# Task prompt
Set each line of the records down again exactly, please.

# Data
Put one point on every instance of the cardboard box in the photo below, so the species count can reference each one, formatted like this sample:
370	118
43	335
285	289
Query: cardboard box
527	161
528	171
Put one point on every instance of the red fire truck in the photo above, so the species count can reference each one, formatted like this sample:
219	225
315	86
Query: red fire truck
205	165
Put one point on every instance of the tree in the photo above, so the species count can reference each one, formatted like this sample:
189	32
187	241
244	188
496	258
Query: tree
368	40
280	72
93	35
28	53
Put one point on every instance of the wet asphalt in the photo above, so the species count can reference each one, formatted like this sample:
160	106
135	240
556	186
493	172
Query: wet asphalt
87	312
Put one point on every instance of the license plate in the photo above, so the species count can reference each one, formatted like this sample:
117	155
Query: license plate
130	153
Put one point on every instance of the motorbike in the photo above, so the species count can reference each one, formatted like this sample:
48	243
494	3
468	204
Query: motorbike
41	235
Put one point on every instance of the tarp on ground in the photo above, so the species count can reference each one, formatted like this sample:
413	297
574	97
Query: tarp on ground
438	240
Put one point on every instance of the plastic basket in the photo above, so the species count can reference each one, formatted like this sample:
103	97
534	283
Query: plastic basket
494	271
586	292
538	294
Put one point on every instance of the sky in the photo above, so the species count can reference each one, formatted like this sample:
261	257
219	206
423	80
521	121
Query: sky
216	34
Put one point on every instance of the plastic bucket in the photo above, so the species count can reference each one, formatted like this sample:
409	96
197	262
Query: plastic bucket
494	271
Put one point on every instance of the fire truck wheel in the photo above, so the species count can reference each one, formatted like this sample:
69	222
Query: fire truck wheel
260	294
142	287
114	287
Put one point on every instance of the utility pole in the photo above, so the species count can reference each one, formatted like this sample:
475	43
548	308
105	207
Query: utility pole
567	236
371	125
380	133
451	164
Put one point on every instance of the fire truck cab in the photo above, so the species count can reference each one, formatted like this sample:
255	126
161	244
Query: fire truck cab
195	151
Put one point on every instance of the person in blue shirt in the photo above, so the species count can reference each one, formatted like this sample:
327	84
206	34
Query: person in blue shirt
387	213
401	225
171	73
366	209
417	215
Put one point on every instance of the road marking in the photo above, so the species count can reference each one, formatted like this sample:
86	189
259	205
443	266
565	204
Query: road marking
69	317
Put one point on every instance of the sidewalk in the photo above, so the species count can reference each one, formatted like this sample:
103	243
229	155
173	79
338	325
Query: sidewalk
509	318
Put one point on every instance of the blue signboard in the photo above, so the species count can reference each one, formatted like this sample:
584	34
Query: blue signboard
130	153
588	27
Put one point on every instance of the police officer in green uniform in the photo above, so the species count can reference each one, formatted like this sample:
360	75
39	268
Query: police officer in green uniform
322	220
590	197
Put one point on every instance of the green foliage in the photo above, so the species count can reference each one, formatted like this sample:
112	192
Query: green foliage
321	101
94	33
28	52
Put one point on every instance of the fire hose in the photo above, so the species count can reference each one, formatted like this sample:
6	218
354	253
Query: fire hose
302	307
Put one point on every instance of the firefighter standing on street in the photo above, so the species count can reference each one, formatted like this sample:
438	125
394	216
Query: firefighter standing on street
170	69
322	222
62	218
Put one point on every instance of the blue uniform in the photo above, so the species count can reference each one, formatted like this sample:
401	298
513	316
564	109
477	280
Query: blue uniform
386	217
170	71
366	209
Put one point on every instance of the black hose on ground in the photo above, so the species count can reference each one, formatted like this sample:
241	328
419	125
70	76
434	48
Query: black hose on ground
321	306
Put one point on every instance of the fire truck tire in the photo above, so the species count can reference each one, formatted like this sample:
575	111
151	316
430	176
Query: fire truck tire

# Exercise solution
Put one point on every instance of the cardboard box in the photo below, so the species count can reference each one, formatted like this sample:
370	118
43	335
285	289
Query: cardboard box
527	161
528	171
Put one point on every instance of the red fire truck in the photo above, so the species count can reference each one, formatted like this sample:
219	225
315	86
Query: red fire truck
205	165
Put one point on every instance of the tree in the photo above, so the species count can reference each one, formatted like this sample:
189	32
187	241
244	188
496	258
Query: tree
368	40
280	72
93	35
28	53
Put one point on every instance of the wet asphalt in the photo above, so the species count can reference each one, formatted like this sample:
160	106
135	240
556	186
493	172
Query: wet asphalt
87	312
Put one point on every instance of the license plate in the photo above, so the species count can reference each one, formatted like this sample:
117	155
Query: license plate
130	153
Put one point on every instance of the motorbike in the photo above, so the species count can reference each one, formatted like this sample:
48	243
494	3
468	204
Query: motorbike
41	235
Put one point on every instance of the tarp on ground in the photo above, so the species count can reference each one, formatted like this sample:
413	297
574	97
Query: tarp on ground
438	240
Put one point on every instance of the plastic basket in the photo above, so the species count can reference each one, formatted like this sample:
103	97
534	283
Query: plastic basket
494	271
586	292
538	294
Put one point on every instance of the sky in the photo above, so the species count can reference each one, formatted like this sample:
261	257
219	206
423	80
521	121
Query: sky
216	34
Put one point on every instance of the plastic bucket in the photo above, so the species count can reference each one, formatted like this sample:
409	96
197	262
Query: plastic bucket
494	271
Put one point on every instance of the fire truck wheel in the photo above, so the species count can reference each one, formatted like this sample:
69	222
Query: fire truck wheel
260	294
142	287
114	287
Put one point on every instance of the utility pole in the photo above, so the species count can reference each one, formatted like this sample:
475	43
548	308
105	207
Query: utility pole
567	236
371	125
380	133
451	164
Put one point on every instance of the fire truck cab in the photo above, so the species count can reference each one, formatted like this sample:
255	126
161	244
Query: fire truck cab
195	151
Put one point on every instance of the person in blue shirt in the photo above, so the species count can reference each one, formatted like this sample:
327	84
206	34
Query: person in blue shirt
387	213
401	225
171	73
366	209
417	215
Put one point on every instance of the road marking in the photo above, so the species count can reference each one, formatted like this sample:
86	189
259	205
443	266
565	204
Query: road marking
69	317
Put one point on every instance of the sidewalk in the photo above, so the species count can reference each one, formatted like this sample:
103	243
229	155
173	79
338	325
Query: sidewalk
509	318
Put one point on every instance of the blue signboard in the photo above, so the species count can reference each one, formatted like this sample:
584	34
Query: blue signboard
130	153
588	27
Put one point on every instance of the police officer in green uniform in the photo above, so the species count can reference each one, formatted like this sample:
360	75
39	268
Query: police officer in green uniform
322	220
590	197
Put one point on every instance of the green foliage in the photo above, so the species count can reference each one, formatted like this sample:
112	192
Query: green foliage
321	101
94	33
28	52
Put one point on every instance of the fire hose in the photo above, so the species count can reference each one, formatted like this sample:
6	218
354	253
Query: fire hose
302	307
Put one point on every instance of the firefighter standing on street in the photo above, so the species count can reference each one, formatted like this sample:
438	125
394	216
Query: firefighter standing on street
170	69
322	222
62	218
Put one point on every instance of the blue uniform in the photo above, so the species count can reference each one, formatted like this sample:
401	298
513	316
564	109
477	280
Query: blue uniform
386	217
170	71
366	209
Put one point on every instance of the black hose on ground in the photo above, so the species count can reference each one, formatted like this sample:
241	328
419	125
70	76
434	48
Query: black hose on ground
321	306
Put one point on every instance of the fire truck tire in the photo above, so the species count can reference each one, formatted like this sample:
575	111
151	316
430	176
Query: fire truck tire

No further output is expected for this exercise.